Reproduce the stretch of the "Got Me Wrong" article below from "Alice in Chains singles" through "album and DVD.".

[SELECTED PASSAGE]
——

Promotional single by Alice in Chains

from the EP Sap
- Released: November 28, 1994
- Recorded: November 1991
- Studio: London Bridge Studio, Seattle, Washington
- Genre: Grunge; alternative rock;
- Length: 4:23
- Label: Columbia
- Songwriter: Jerry Cantrell
- Producers: Rick Parashar, Alice in Chains

Alice in Chains singles chronology
| "Don't Follow" (1994) | "Got Me Wrong" (1994) | "Grind" (1995) |

= Got Me Wrong =

1994 single by Alice in Chains

"Got Me Wrong" is a song by the American rock band Alice in Chains from their second studio EP, Sap (1992). It was written by guitarist and vocalist Jerry Cantrell, who also shared vocals with Layne Staley. A slightly different version of the song also appeared on the soundtrack to the 1994 film Clerks, and is played when the character Randal first appears in the movie. Columbia Records serviced "Got Me Wrong" to US radio on November 28, 1994, after being featured on Clerks. The song was included on the compilation albums Nothing Safe: Best of the Box (1999) and Music Bank (1999). An acoustic version performed on Alice in Chains' MTV Unplugged concert in 1996 was released on a live album and DVD.

==Lyrics==
In the liner notes of 1999's Music Bank box set collection, guitarist Jerry Cantrell said of the song:
That's about a girl I was dating in between one of the times I broke up with my true love. A lot of times you'll tell someone how you don't want to be in a relationship and why, and what kind of person you are, and they hear all that but think that they can change you. That's what the song's about, getting me wrong and the different ways that men and women see each other.

==Release and reception==
Columbia Records serviced "Got Me Wrong" to US radio on November 28, 1994, after being featured on Clerks (1994). It peaked at number 7 on the Billboard Mainstream Rock Tracks chart and at number 22 on the Billboard Modern Rock Tracks chart. Both the studio version and the version from Unplugged received significant airplay.

——

[DATASET EXTRACT]

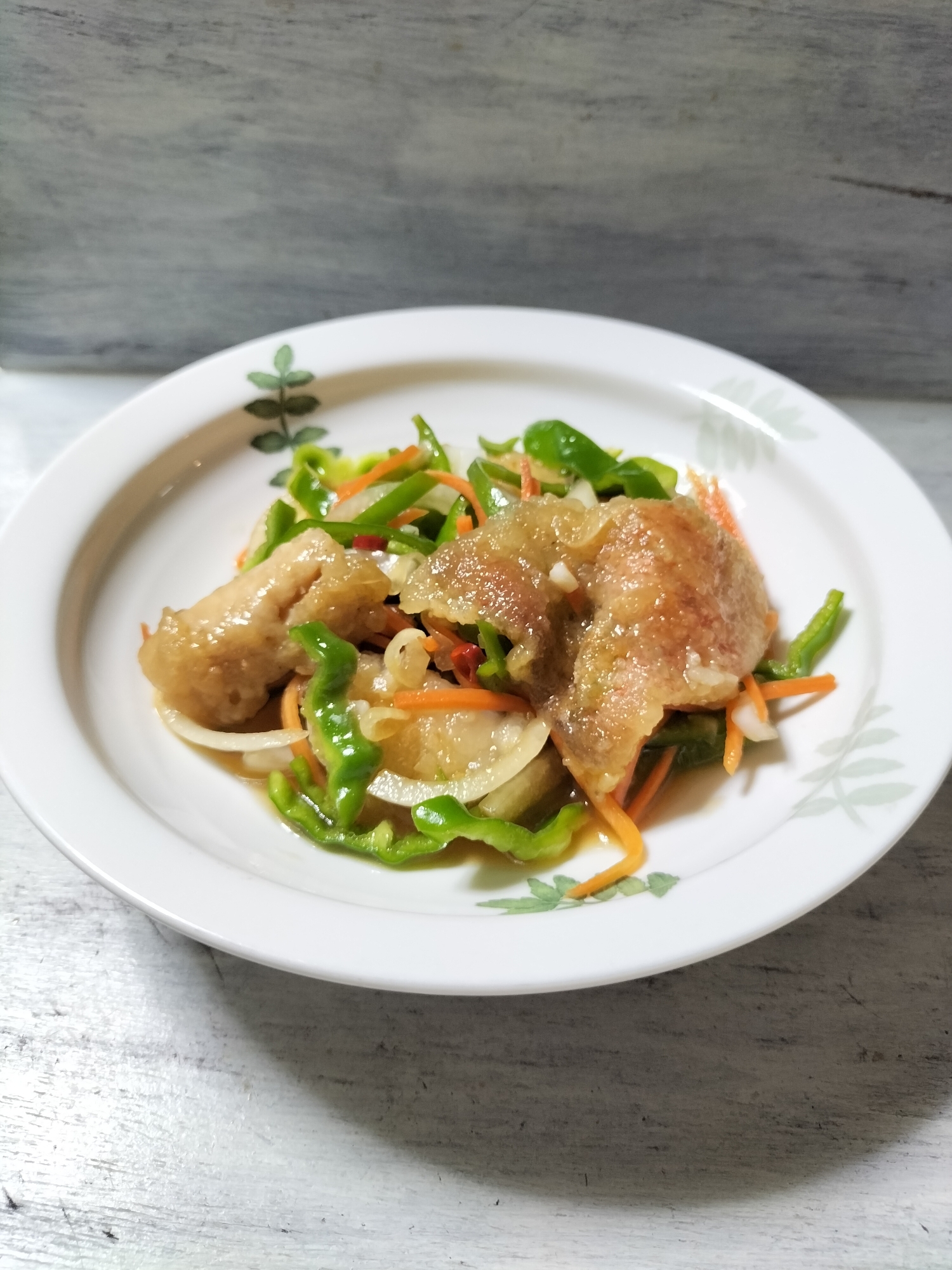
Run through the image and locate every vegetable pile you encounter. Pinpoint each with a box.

——

[FULL ANSWER]
Alice in Chains singles chronology
| "Don't Follow" (1994) | "Got Me Wrong" (1994) | "Grind" (1995) |

= Got Me Wrong =

1994 single by Alice in Chains

"Got Me Wrong" is a song by the American rock band Alice in Chains from their second studio EP, Sap (1992). It was written by guitarist and vocalist Jerry Cantrell, who also shared vocals with Layne Staley. A slightly different version of the song also appeared on the soundtrack to the 1994 film Clerks, and is played when the character Randal first appears in the movie. Columbia Records serviced "Got Me Wrong" to US radio on November 28, 1994, after being featured on Clerks. The song was included on the compilation albums Nothing Safe: Best of the Box (1999) and Music Bank (1999). An acoustic version performed on Alice in Chains' MTV Unplugged concert in 1996 was released on a live album and DVD.